PROBLEM STATEMENT: Swap "clear blue sky" for "cloudless sky" in the data from the line containing "of the cockpit" through the end of the data, inclusive. Return only those lines, with nothing else changed.

————————

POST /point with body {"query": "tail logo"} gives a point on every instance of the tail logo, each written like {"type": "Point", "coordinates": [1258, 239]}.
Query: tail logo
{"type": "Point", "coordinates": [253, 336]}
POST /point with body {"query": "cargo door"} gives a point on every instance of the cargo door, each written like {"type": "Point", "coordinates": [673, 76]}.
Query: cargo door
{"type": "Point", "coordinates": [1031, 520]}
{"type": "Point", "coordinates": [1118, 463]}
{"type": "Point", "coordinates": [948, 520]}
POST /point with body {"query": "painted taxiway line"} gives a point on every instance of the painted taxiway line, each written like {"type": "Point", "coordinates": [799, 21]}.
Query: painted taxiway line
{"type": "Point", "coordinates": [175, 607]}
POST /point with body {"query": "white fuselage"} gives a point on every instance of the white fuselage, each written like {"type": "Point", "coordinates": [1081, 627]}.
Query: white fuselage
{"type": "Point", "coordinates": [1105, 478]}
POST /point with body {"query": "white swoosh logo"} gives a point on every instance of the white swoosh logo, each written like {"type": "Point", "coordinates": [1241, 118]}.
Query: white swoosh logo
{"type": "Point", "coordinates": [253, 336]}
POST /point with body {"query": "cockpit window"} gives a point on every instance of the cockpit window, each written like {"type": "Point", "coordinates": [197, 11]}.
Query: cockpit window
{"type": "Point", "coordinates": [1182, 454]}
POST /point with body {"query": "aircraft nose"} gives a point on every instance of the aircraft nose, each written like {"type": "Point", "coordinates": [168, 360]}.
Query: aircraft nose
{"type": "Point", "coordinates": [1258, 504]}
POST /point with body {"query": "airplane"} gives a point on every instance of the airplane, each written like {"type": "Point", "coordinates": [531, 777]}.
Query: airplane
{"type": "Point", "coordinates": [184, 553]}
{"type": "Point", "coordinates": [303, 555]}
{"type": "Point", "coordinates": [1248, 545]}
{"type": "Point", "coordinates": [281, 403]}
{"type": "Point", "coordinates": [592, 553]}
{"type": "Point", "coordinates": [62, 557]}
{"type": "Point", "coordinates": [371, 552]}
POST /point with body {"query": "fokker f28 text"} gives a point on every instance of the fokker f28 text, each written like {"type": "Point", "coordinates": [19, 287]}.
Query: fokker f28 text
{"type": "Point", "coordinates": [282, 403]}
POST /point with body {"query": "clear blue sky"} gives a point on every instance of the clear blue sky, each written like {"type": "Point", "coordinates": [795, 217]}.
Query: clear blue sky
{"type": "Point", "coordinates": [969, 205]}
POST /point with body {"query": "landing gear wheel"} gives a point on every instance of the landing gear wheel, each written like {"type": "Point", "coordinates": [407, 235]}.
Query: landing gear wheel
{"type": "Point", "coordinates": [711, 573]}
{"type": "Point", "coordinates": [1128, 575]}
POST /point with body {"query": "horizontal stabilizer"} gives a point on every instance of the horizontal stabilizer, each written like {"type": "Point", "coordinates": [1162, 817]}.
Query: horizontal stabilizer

————————

EXPECTED OUTPUT:
POST /point with body {"query": "cockpit window"} gives a point on every instance of the cockpit window, each written like {"type": "Point", "coordinates": [197, 11]}.
Query: cockpit window
{"type": "Point", "coordinates": [1182, 454]}
POST /point with body {"query": "aircraft nose"} gives a point on every instance of the aircraft nose, each written like {"type": "Point", "coordinates": [168, 360]}.
Query: aircraft nose
{"type": "Point", "coordinates": [1258, 504]}
POST /point with body {"query": "airplane"} gives a point on every instance of the airplane, each written like {"type": "Point", "coordinates": [531, 777]}.
Query: airplane
{"type": "Point", "coordinates": [184, 553]}
{"type": "Point", "coordinates": [303, 555]}
{"type": "Point", "coordinates": [1248, 545]}
{"type": "Point", "coordinates": [281, 403]}
{"type": "Point", "coordinates": [592, 553]}
{"type": "Point", "coordinates": [62, 557]}
{"type": "Point", "coordinates": [371, 552]}
POST /point with body {"query": "fokker f28 text"} gives a point on every instance of the fokker f28 text, each written like {"type": "Point", "coordinates": [19, 287]}.
Query: fokker f28 text
{"type": "Point", "coordinates": [282, 403]}
POST /point with body {"query": "cloudless sky"} gives a point on every instance of the cloudless sky, each written like {"type": "Point", "coordinates": [795, 217]}.
Query: cloudless sky
{"type": "Point", "coordinates": [969, 205]}
POST /point with body {"query": "landing gear wheel"} gives a point on every instance of the landing gear wheel, each written like {"type": "Point", "coordinates": [407, 235]}.
Query: landing gear wheel
{"type": "Point", "coordinates": [711, 573]}
{"type": "Point", "coordinates": [1128, 575]}
POST /point with body {"query": "horizontal stabilizer"} gives a point on every instance of the horizontal stabilizer, each written like {"type": "Point", "coordinates": [1162, 817]}.
Query: horizontal stabilizer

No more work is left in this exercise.